----- Items

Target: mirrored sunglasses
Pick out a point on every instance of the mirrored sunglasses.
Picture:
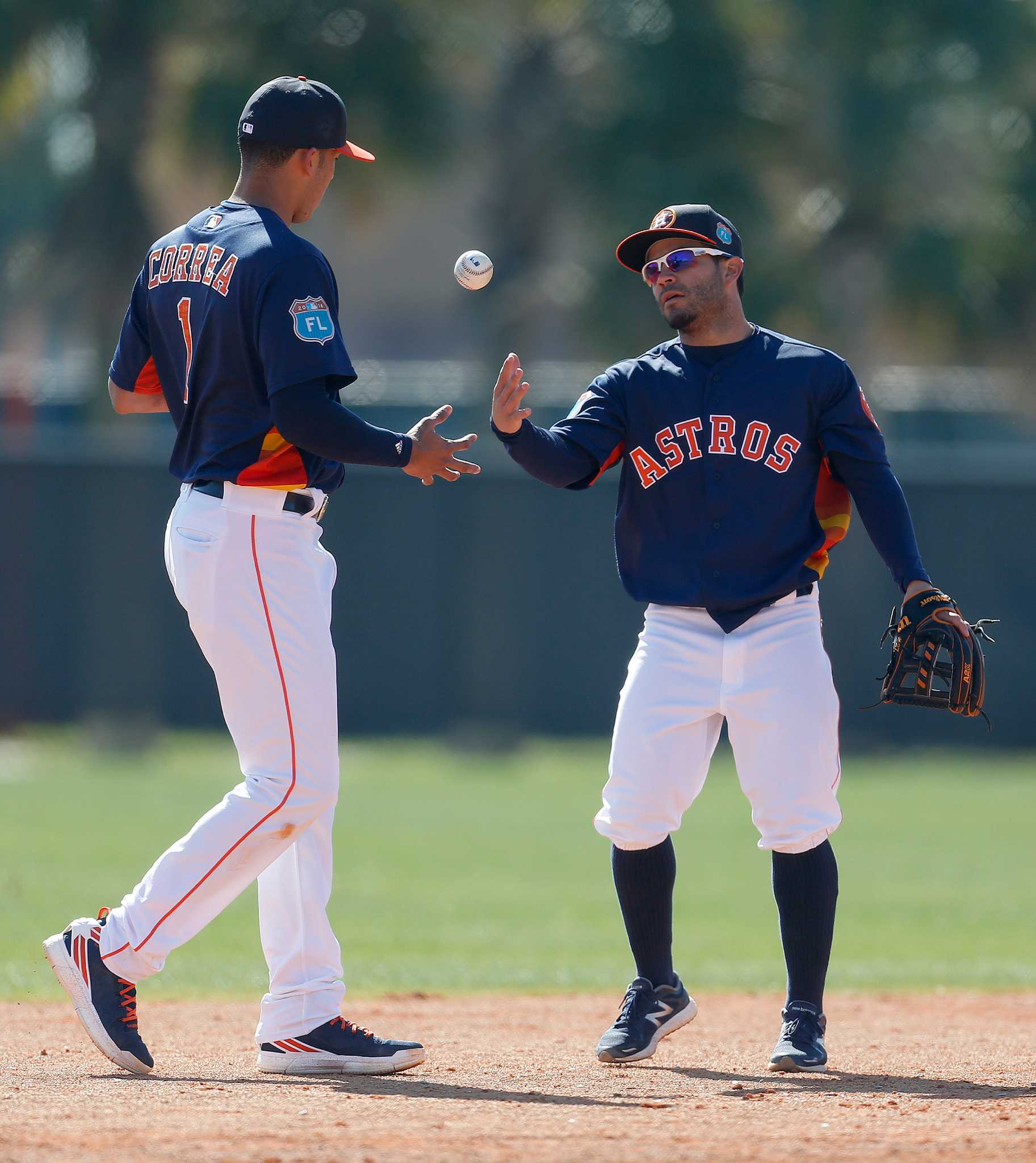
(677, 261)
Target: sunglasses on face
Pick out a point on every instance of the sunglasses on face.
(677, 261)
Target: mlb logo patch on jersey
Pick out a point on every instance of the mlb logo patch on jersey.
(312, 320)
(577, 407)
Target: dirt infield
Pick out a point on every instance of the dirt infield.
(514, 1078)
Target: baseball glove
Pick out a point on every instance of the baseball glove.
(934, 663)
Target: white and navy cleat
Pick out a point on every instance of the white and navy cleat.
(648, 1014)
(105, 1004)
(339, 1047)
(800, 1045)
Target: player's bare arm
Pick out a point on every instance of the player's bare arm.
(509, 397)
(435, 456)
(126, 403)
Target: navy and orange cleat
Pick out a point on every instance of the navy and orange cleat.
(105, 1004)
(339, 1047)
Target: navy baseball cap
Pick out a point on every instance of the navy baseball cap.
(300, 113)
(694, 220)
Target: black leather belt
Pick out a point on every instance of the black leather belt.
(293, 503)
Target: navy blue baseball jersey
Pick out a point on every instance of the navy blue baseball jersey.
(726, 499)
(229, 309)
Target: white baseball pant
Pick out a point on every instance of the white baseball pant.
(256, 584)
(771, 681)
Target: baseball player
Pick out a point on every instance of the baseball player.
(233, 328)
(740, 449)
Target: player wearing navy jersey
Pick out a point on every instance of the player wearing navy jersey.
(233, 327)
(740, 449)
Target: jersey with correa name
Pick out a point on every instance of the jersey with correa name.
(726, 497)
(228, 309)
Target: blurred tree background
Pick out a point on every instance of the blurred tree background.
(877, 157)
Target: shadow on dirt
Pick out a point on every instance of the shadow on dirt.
(841, 1082)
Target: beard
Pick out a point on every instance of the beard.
(697, 309)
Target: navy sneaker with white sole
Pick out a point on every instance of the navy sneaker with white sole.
(648, 1014)
(800, 1046)
(339, 1047)
(105, 1003)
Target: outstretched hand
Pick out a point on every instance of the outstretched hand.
(509, 395)
(433, 455)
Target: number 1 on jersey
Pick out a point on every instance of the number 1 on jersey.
(184, 313)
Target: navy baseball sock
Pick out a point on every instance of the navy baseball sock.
(644, 884)
(806, 889)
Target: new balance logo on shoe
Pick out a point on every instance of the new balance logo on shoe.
(663, 1011)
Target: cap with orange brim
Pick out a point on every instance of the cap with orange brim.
(298, 113)
(693, 220)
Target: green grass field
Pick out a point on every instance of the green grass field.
(463, 871)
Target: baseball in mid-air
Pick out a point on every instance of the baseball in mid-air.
(473, 270)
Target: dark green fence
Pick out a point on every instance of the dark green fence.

----------

**Task brief:** Rewrite all of the records above, replacing "Pick out" with "Choose" wherever it appears and keeping everything else the same. Leave the pictures out of your version.

**Response to the task:**
Target: mirrored sunglasses
Choose a point on every instance of the mirrored sunglasses.
Picture:
(677, 261)
Target: sunglasses on face
Choose a point on every instance of the sunglasses on face.
(677, 261)
Target: mlb logo patch on jersey
Choose a point on every instance of the mlb logo patch on jersey.
(312, 320)
(577, 407)
Target: dirt infield
Choose a point on every instance of the dirt infield.
(514, 1078)
Target: baseball glove
Choose a point on every instance of the baseball glove.
(934, 663)
Target: white and navy cleat
Choose a point on every instance of the white and navy cleat.
(648, 1014)
(105, 1004)
(339, 1047)
(800, 1045)
Target: player's bare arm
Choose a point on every instance of the player's bare arm.
(509, 397)
(435, 456)
(126, 403)
Target: navy and orange cleat
Choose a point on every instance of the navy and orange cleat.
(105, 1004)
(339, 1047)
Target: navy baseball cap
Choose a point on every instance of the navy baseball cap.
(300, 113)
(694, 220)
Target: black leather belt
Choose a point on every instance of the black leather belt.
(293, 503)
Target: navy blue baseball jersey
Choose a point on every instance of the navy blue baseball jersey.
(726, 499)
(229, 309)
Target: white baseball pant
Choose a point on every instance of the white baseball pant.
(256, 584)
(771, 681)
Target: baseball player
Choose a point on every instance of the baseball player.
(233, 328)
(740, 449)
Target: player wearing navy jersey
Choose a point on every instance of the player wearing navy jersey.
(233, 327)
(740, 449)
Target: jersey with correa name
Choose a point on every instance of the jersey with correa name.
(726, 497)
(228, 309)
Target: blurred tree background
Choose a point on every instance of the blurred tree background.
(877, 157)
Target: shadow on dirt
Choose a point on every instance of the shadow on dirt.
(841, 1082)
Target: beard
Choose a point on every instance of the beard.
(697, 309)
Target: navy sneaker with white sole
Choose a point on every instance of the navy sneaker with white sole.
(648, 1014)
(800, 1046)
(339, 1047)
(105, 1003)
Target: outstretched hand
Choose a point on every instance of the outstretched hand.
(509, 395)
(433, 455)
Target: number 1 on jersey
Choose a point on every instance of the number 1 on jersey.
(184, 313)
Target: navy baseball sock
Choose a point on every instance of the navy baseball sock.
(644, 884)
(806, 889)
Target: new balance logo on shoe
Choose a point on every instance of the new balance logo on shoe.
(663, 1011)
Target: cap with orange brim
Choose a point on every instance of the cap with orange brim.
(298, 113)
(693, 220)
Target: green grass field
Choose a point on every instance of the green grass field.
(463, 871)
Target: baseball in mid-air
Choose a point on every instance of the baseball in mid-air.
(473, 270)
Target: dark green fence
Choose a point on every instance of the dark green fence.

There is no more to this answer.